MATERIAL FOR THIS EXERCISE -
##############################

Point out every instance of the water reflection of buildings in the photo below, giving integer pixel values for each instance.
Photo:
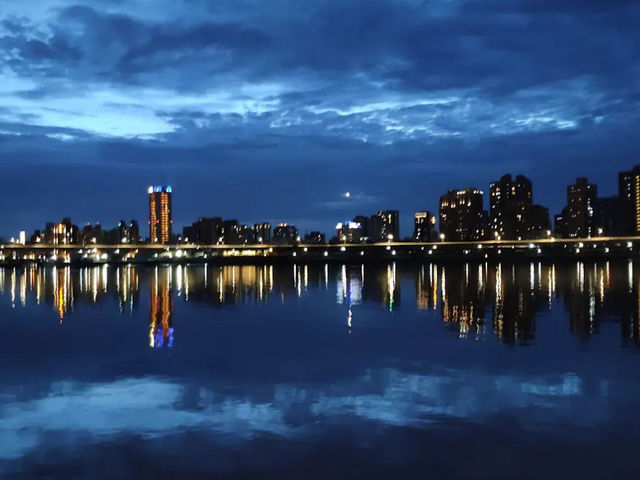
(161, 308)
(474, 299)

##############################

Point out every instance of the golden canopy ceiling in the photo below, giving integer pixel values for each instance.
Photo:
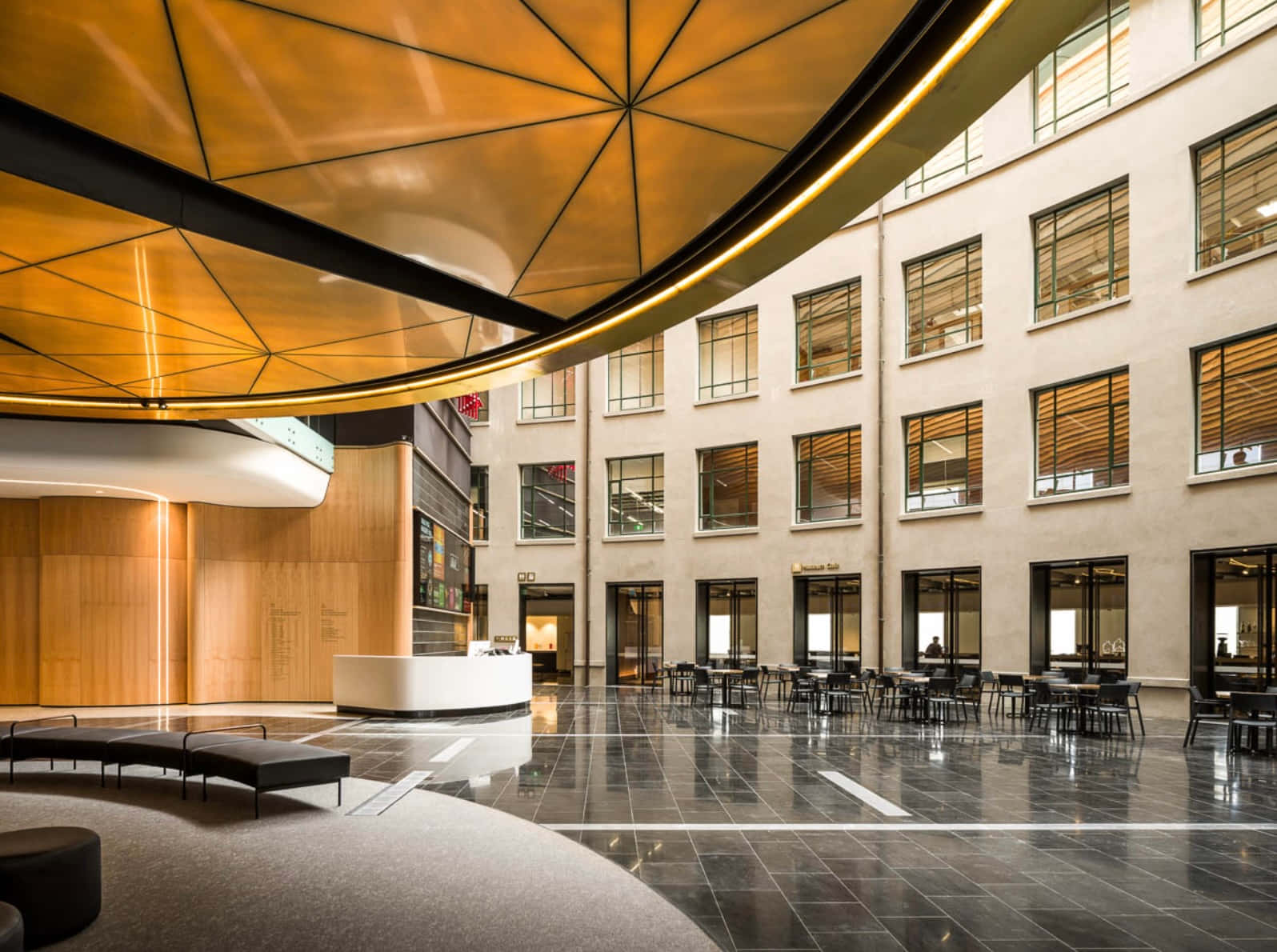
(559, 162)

##############################

EXERCISE - List, copied in full, each line of the items above that contains the word "every".

TASK SOLUTION -
Point out every instance of the water reflection of buildings in the photo below, giving integer pixel values for each instance.
Point out every instance of the golden canopy ceiling in the photo below, giving integer pixel values for each instance.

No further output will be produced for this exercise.